Task:
Restate the pork belly recipe starting at "Order five pounds of fresh pork" and ending at "or Diamond Crystal)", swapping "pork belly" for "pork shoulder".

Order five pounds of fresh pork belly from your grocery store, the pork guy at your farmers market, or from a local butcher shop.
—Buy a box of 2-gallon zip-top bags if you don’t have a container big enough to hold the belly.
5 from 3 votes
Prep Time 7 d
Course Breakfast, Lunch
Cuisine American
Servings 5 lbs


  • 4 tbsp coarse kosher salt (I like Morton or Diamond Crystal)
  • 2 tsp pink curing salt (order from butcherpacker.com, sold under the name DQ Curing salt)
  • 4 tbsp coarsely ground pepper
  • 4 bay leaves crumbled
  • 1 tsp freshly grated nutmeg
  • ¼ cup brown sugar or honey or maple syrup
  • 5 garlic cloves smashed with the flat side of a chef’s knife
  • 2 tbsp juniper berries, lightly crushed (optional)
  • 5-10 sprigs thyme (optional)
  • 5 lbs pork belly


  • Mix the salt and spices together in a bowl.
  • Combine all the ingredients except the pork belly in a 2-gallon zip-top bag. Shake the bag to distribute the ingredients. Put your belly in the zip-top bag (you could also do this in a plastic container, or on a sheet tray with plastic wrap. Rub the salt and spice mixture all over the belly. Close the bag refrigerator it for seven days. Redistribute the seasoning twice or more throughout the week.
  • After seven days, take it out of the fridge, rinse off all the seasonings under cold water and pat it dry.
  • Cook the belly in a 300˚F oven to an internal temperature of 150˚F, about 40 minutes.

Supplied information:
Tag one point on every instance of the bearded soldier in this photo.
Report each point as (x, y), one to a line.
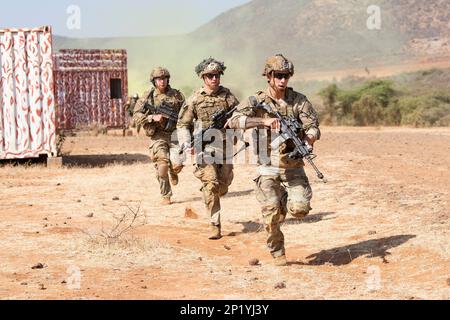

Task response:
Order five pounds of fresh pork shoulder from your grocery store, the pork guy at your farmers market, or from a local butcher shop.
—Buy a box of 2-gallon zip-top bags if you don’t have a container big enough to hold the belly.
5 from 3 votes
Prep Time 7 d
Course Breakfast, Lunch
Cuisine American
Servings 5 lbs


  • 4 tbsp coarse kosher salt (I like Morton or Diamond Crystal)